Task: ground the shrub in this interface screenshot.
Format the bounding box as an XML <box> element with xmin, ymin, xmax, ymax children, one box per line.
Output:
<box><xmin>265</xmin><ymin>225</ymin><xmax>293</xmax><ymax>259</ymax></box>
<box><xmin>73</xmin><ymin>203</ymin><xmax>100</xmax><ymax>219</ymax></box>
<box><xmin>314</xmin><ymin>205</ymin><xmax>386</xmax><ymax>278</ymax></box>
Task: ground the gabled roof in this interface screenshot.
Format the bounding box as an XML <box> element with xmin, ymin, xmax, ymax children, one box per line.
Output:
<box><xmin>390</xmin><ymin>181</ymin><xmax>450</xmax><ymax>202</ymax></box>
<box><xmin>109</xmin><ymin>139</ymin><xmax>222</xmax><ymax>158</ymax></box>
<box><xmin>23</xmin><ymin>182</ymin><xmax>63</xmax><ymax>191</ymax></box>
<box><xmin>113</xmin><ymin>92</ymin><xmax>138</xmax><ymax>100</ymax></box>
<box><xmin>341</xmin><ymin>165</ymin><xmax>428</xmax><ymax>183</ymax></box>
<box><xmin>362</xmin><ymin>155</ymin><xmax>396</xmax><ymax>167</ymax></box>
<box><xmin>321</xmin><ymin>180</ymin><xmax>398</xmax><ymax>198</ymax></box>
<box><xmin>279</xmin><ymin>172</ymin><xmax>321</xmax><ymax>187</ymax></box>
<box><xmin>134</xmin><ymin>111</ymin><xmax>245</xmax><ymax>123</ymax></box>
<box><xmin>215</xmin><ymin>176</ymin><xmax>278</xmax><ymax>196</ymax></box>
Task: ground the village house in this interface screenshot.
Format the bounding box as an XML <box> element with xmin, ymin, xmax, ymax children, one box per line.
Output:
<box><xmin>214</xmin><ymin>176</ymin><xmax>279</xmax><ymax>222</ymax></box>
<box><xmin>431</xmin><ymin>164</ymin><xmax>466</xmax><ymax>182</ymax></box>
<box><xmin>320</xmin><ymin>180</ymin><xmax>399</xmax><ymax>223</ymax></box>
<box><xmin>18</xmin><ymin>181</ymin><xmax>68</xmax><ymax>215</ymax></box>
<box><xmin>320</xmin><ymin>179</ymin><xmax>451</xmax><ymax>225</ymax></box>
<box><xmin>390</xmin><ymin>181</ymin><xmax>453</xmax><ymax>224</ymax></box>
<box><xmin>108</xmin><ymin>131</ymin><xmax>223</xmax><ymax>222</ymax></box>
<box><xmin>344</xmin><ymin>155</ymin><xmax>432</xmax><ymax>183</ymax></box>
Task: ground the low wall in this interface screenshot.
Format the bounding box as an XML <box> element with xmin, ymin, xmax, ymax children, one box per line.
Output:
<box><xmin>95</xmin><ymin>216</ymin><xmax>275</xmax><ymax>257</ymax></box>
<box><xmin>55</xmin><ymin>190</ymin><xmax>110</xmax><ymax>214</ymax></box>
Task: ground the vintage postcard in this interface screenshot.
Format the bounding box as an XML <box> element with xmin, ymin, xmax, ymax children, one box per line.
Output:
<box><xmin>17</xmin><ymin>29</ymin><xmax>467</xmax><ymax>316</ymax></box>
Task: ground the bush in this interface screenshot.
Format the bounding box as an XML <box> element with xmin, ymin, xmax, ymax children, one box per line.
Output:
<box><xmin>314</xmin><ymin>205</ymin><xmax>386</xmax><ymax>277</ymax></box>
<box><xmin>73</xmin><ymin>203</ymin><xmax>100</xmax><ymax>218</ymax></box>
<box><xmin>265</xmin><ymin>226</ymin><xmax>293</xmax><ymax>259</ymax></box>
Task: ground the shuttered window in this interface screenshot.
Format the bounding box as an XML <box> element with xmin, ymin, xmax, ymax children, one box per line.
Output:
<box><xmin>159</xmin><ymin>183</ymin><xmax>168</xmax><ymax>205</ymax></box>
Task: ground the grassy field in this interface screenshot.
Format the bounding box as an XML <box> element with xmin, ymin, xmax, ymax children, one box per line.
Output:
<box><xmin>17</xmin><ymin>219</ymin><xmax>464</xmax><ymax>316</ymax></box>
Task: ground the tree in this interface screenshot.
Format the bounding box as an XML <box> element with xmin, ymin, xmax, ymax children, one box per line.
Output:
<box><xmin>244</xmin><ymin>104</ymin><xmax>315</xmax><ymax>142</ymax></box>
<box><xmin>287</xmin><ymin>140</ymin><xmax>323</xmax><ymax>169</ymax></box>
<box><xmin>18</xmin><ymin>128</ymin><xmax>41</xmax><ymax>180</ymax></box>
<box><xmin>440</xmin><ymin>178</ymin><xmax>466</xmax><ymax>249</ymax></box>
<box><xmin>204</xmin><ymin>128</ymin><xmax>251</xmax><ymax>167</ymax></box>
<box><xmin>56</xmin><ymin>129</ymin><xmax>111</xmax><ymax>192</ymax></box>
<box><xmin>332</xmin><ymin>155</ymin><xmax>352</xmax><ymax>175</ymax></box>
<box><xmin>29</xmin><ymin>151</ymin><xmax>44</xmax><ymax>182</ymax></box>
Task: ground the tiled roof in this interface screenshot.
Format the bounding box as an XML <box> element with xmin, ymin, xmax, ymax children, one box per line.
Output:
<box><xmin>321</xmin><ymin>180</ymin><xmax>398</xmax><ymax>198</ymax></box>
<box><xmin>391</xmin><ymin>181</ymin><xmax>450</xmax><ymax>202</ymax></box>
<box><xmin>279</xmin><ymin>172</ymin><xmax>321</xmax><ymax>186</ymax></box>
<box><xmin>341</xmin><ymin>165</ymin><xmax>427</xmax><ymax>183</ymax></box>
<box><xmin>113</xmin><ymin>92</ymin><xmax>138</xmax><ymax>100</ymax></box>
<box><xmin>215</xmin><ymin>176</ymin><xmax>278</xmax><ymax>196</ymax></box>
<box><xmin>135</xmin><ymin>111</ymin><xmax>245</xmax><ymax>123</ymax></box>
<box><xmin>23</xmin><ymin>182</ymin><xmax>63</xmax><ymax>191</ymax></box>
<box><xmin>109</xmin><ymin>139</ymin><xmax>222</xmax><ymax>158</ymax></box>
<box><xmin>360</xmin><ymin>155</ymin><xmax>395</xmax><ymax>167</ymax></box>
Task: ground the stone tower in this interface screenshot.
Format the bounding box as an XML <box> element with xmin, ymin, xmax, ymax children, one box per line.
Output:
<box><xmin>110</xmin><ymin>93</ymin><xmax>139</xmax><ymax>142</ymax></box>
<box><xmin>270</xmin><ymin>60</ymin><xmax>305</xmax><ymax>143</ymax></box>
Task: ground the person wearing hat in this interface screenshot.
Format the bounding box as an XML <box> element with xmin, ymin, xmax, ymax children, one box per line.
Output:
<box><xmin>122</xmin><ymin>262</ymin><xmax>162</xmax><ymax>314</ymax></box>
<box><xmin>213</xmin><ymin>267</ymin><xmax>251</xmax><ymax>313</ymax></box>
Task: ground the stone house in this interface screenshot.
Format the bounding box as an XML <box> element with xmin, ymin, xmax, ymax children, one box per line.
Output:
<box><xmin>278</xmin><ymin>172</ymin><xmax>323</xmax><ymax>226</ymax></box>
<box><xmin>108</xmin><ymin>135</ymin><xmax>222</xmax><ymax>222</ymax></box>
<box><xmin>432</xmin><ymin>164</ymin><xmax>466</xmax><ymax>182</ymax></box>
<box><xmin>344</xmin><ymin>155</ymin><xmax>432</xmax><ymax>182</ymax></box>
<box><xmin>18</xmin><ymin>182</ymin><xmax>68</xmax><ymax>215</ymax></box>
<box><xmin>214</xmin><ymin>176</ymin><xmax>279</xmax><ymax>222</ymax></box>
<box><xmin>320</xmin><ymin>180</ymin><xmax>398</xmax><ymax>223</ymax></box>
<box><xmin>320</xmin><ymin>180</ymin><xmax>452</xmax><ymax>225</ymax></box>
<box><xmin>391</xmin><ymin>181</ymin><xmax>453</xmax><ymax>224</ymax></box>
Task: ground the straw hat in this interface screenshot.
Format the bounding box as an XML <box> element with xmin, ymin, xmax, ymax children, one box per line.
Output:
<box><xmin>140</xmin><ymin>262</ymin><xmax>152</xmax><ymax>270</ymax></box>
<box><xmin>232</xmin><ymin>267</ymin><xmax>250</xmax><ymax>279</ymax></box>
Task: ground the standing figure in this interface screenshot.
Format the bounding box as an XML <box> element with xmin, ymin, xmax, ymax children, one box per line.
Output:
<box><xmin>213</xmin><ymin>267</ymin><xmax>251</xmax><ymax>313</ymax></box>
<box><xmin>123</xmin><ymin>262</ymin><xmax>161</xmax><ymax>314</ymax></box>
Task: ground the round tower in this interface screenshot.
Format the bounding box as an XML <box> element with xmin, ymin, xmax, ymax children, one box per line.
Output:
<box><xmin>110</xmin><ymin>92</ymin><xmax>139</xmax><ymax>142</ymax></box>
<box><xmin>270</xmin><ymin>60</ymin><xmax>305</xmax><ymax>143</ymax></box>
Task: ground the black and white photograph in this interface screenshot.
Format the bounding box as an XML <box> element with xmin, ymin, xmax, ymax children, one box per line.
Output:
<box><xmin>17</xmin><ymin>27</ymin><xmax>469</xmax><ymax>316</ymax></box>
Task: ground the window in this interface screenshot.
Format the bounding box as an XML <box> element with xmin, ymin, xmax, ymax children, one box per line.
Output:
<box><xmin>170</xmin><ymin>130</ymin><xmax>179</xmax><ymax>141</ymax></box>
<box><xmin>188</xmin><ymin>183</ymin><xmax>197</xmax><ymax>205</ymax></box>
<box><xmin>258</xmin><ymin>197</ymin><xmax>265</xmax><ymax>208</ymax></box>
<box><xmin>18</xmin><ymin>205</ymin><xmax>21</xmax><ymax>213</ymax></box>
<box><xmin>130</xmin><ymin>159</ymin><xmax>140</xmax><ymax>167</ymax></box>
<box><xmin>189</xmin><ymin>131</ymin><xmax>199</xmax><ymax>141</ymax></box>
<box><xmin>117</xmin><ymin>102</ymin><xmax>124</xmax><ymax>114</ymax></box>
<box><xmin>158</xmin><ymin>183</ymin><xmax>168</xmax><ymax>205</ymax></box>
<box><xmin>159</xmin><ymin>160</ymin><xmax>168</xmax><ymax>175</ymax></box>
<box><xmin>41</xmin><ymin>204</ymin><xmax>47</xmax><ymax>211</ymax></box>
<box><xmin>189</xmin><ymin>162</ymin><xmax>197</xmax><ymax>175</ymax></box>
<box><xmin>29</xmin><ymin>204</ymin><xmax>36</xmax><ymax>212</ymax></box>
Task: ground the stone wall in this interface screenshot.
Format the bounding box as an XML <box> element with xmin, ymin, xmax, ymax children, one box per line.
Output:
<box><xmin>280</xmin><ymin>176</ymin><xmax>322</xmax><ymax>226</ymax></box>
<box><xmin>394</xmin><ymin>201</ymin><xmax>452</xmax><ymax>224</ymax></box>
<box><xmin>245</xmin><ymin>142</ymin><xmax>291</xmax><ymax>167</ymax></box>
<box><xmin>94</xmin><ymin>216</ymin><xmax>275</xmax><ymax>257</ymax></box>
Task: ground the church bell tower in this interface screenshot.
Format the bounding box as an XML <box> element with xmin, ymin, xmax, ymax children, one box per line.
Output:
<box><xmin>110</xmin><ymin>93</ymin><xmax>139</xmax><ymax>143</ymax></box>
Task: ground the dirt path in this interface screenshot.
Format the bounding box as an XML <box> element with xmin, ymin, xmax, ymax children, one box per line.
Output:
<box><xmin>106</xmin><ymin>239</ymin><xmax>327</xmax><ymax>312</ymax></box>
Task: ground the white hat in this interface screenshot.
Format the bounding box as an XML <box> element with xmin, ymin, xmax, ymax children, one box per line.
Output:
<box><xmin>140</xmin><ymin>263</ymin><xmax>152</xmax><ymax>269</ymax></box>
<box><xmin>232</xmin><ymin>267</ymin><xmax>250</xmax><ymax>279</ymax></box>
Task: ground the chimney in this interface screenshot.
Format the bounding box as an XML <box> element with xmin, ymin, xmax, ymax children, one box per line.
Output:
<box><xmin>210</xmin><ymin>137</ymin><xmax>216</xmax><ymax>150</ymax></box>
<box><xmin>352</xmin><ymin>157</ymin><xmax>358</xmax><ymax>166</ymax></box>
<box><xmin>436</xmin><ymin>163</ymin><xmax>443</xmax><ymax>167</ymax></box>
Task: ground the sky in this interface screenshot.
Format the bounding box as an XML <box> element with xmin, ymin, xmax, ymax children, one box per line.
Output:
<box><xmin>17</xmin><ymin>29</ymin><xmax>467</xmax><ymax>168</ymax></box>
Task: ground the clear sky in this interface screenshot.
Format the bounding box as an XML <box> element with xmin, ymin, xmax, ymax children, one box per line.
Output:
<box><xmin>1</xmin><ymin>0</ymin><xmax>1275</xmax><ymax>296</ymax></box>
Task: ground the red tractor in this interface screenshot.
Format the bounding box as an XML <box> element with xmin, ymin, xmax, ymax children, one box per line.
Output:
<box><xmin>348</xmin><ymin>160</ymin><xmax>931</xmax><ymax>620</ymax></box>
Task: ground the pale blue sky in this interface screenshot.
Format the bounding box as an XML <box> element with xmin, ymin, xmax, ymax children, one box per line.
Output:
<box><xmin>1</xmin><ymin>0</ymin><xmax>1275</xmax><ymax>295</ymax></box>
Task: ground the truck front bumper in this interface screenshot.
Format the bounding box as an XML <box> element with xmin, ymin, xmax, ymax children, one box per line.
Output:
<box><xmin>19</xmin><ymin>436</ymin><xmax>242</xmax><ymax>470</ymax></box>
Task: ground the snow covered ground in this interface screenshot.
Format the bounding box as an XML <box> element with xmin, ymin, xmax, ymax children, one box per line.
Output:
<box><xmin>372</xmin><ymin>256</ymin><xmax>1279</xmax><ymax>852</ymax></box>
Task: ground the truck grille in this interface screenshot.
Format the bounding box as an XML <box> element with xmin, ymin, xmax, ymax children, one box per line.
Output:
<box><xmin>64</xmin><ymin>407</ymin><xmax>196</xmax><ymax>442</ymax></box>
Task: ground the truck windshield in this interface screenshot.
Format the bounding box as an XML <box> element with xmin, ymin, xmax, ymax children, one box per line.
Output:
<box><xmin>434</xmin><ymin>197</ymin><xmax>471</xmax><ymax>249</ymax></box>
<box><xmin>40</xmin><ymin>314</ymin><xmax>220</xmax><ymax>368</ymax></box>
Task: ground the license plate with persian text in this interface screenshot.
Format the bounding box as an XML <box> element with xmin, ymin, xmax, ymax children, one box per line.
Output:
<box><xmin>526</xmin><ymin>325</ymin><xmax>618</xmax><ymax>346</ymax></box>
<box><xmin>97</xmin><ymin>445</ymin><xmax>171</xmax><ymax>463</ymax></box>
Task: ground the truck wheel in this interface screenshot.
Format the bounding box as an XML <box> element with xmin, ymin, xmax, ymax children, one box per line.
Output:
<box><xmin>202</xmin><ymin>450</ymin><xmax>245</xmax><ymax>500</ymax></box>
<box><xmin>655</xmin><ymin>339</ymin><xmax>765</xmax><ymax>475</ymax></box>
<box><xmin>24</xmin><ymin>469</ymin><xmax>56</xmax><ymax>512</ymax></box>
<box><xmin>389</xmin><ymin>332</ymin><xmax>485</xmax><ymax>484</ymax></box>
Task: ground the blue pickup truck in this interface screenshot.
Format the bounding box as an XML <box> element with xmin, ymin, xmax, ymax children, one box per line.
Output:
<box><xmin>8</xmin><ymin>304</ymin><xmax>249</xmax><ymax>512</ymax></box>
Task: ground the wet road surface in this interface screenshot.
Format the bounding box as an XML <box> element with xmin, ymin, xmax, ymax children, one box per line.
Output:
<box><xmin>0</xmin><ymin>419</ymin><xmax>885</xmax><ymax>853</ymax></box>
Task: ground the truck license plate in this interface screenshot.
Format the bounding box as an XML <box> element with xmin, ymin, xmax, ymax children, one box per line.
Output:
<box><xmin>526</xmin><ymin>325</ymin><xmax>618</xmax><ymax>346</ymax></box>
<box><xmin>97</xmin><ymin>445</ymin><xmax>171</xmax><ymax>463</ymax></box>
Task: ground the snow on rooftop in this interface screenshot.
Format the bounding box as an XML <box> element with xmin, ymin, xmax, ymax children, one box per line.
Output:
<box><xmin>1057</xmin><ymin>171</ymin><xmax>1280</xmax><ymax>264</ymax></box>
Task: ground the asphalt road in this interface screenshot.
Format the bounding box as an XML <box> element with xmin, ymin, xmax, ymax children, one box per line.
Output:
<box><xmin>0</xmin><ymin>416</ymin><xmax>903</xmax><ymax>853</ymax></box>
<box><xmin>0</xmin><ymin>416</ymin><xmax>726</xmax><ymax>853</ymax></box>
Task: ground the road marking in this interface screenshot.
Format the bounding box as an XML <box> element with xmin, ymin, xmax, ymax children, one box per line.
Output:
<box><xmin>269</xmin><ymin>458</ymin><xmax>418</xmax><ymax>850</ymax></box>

→ DIRECTIONS FOR THIS TASK
For each line above that contains "tower", make a copy.

→ REPLY
Task: ground the stone tower in this interface screenshot.
Task: ground the round tower in this interface screenshot.
Task: ground the church bell tower in this interface screenshot.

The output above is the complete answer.